▶ [TASK STATEMENT]
Each line starting at the one that contains "query: the noun" and ending at the one that contains "40 227 L 107" must be returned exactly, and the rest of the listing is left out.

▶ [INPUT RECORDS]

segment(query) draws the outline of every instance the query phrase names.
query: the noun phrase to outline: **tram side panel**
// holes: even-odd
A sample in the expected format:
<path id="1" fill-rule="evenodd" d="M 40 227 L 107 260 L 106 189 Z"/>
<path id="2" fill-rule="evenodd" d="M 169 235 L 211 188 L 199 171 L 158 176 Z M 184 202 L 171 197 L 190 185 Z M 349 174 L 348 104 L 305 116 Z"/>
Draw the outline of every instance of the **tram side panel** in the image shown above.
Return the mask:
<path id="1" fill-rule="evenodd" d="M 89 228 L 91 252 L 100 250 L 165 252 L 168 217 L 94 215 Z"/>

▶ [RESPONSE TO THIS TASK]
query: the noun phrase to outline: **tram side panel**
// holes: even-odd
A sample in the expected format:
<path id="1" fill-rule="evenodd" d="M 40 227 L 107 260 L 106 189 Z"/>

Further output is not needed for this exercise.